• [Problem to work on] Please summarize the text below, on Carla del Ponte's remarks about chemical weapons in Syria, in two sentences.

____ Text for analysis

This is Seriously Weird

Carla del Ponte, a former war crimes prosecutor, and a member of the UN commission investigating possible war crimes in the Syrian civil war, has given an interview stating that there was evidence that the Syrian rebels may have used chemical weapons.

Yes, you heard right, she has suggested that the rebels, not the government, might have been using chemical weapons:

A leading member of a United Nations investigatory commission says there are “strong concrete suspicions but not yet incontrovertible proof” that Syrian rebels have used the nerve agent sarin.

Carla del Ponte, a former prosecutor for U.N. tribunals investigating war crimes in the former Yugoslavia and Rwanda, made the comment in an interview Sunday with a Swiss television channel, the BBC reported.

The U.N. panel, known as the Independent International Commission of Inquiry on Syria, emphasized in a statement Monday that it had reached no conclusions about the possible use of chemical weapons in Syria's civil war.

“I was a little bit stupefied by the first indications we got ... about the use of nerve gas by the opposition,” Del Ponte told Swiss Italian broadcaster RSI.

She said the evidence emerged from interviews conducted by investigators with victims, physicians and others in neighboring countries.

Del Ponte did not rule out the possibility that President Bashar Assad's government may also have used chemical agents on the battlefield.
The official response from the UN was to deny this:
U.N. war crimes investigators have reached no conclusions on whether any side in the Syrian war has used chemical weapons, the inquiry commission said on Monday, playing down a suggestion from one of the team that rebel forces had done so.

________
____ Recorded information

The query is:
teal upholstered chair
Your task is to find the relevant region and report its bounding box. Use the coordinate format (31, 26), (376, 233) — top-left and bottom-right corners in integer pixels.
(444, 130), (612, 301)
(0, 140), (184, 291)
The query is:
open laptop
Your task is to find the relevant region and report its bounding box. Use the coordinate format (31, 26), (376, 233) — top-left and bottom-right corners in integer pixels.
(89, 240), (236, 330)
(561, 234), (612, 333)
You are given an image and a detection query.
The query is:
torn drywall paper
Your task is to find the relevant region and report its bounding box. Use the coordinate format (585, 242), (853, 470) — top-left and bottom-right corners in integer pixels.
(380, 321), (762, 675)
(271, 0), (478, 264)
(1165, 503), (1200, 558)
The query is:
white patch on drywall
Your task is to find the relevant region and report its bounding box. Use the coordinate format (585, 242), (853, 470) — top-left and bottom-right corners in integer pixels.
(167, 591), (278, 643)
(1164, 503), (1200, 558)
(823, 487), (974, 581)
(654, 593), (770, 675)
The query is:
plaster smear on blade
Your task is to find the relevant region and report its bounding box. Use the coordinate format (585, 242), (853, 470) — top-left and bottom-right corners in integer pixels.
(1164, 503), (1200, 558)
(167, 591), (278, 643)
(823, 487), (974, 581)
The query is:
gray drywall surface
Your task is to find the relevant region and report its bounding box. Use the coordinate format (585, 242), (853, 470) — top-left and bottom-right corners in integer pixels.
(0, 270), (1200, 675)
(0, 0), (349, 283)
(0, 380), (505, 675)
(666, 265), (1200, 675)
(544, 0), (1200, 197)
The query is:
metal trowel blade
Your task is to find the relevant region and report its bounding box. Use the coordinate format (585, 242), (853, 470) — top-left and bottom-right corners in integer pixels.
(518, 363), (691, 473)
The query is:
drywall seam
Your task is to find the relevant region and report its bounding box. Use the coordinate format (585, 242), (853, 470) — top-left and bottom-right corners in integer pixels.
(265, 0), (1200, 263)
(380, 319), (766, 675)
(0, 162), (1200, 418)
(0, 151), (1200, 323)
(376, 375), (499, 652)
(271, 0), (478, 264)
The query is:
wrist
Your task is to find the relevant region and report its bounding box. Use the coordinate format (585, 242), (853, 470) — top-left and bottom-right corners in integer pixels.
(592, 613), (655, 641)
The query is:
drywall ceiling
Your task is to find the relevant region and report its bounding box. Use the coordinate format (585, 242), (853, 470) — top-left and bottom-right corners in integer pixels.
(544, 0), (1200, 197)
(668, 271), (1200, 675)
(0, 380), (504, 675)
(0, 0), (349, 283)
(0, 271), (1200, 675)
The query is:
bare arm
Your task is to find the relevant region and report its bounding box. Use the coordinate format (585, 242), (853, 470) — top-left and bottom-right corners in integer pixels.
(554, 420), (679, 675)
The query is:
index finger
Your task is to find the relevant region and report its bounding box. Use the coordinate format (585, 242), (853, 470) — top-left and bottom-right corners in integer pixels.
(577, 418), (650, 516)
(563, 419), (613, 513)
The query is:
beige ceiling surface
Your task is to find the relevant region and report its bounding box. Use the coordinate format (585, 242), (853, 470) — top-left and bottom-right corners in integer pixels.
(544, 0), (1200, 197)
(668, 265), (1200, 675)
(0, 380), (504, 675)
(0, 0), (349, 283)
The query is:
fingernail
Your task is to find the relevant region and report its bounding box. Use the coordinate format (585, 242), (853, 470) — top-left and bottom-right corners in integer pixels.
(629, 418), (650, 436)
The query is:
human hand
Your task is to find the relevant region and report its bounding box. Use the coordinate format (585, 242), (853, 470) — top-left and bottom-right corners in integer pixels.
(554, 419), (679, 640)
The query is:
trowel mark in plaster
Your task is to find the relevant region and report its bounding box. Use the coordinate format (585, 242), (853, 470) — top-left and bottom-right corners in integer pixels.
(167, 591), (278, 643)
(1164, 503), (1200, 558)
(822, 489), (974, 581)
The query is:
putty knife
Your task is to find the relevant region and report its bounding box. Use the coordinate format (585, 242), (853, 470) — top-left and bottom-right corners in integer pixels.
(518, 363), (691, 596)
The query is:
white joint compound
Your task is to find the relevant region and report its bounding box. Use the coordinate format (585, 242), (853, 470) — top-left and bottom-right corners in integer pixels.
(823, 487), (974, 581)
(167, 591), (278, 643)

________

• [Answer box] Carla del Ponte, a member of the UN commission investigating possible war crimes in Syria, told a Swiss broadcaster that there were strong concrete suspicions, though not yet incontrovertible proof, that Syrian rebels had used the nerve agent sarin, based on interviews with victims, physicians and others in neighboring countries. Del Ponte did not rule out that the Assad government may also have used chemical agents, and the commission stated that it had reached no conclusions on whether any side in the war had used chemical weapons.